> What you will do:
Could you gather every line in the rows below that contains the word "query"?

> Given data:
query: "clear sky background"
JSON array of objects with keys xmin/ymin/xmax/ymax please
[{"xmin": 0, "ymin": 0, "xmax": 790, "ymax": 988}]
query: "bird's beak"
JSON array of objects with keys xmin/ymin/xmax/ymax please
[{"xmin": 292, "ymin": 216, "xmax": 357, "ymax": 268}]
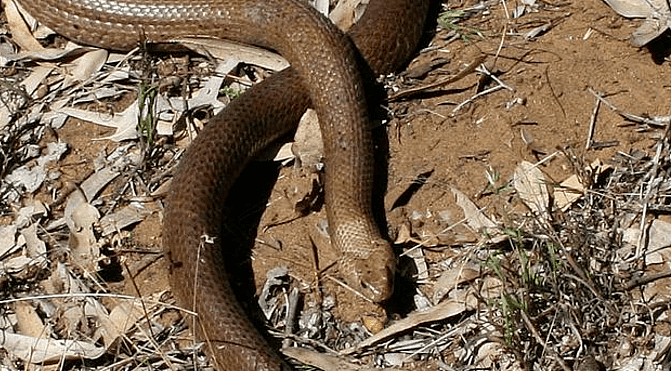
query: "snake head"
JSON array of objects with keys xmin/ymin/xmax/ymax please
[{"xmin": 340, "ymin": 239, "xmax": 396, "ymax": 303}]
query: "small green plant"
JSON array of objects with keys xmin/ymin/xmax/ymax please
[
  {"xmin": 137, "ymin": 83, "xmax": 158, "ymax": 147},
  {"xmin": 219, "ymin": 86, "xmax": 244, "ymax": 100},
  {"xmin": 438, "ymin": 10, "xmax": 484, "ymax": 43}
]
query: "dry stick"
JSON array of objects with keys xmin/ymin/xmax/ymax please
[
  {"xmin": 585, "ymin": 93, "xmax": 601, "ymax": 150},
  {"xmin": 545, "ymin": 66, "xmax": 567, "ymax": 120},
  {"xmin": 520, "ymin": 310, "xmax": 571, "ymax": 371},
  {"xmin": 123, "ymin": 263, "xmax": 181, "ymax": 370},
  {"xmin": 387, "ymin": 54, "xmax": 486, "ymax": 102},
  {"xmin": 622, "ymin": 271, "xmax": 671, "ymax": 291},
  {"xmin": 452, "ymin": 64, "xmax": 515, "ymax": 114}
]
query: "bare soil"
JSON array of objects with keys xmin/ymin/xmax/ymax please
[{"xmin": 1, "ymin": 0, "xmax": 671, "ymax": 370}]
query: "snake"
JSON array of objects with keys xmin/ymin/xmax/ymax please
[{"xmin": 18, "ymin": 0, "xmax": 430, "ymax": 371}]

> Result of this exercise:
query: "clear sky background"
query: "bird's beak"
query: "snake head"
query: "small green plant"
query: "dry stick"
query: "bare soil"
query: "snake"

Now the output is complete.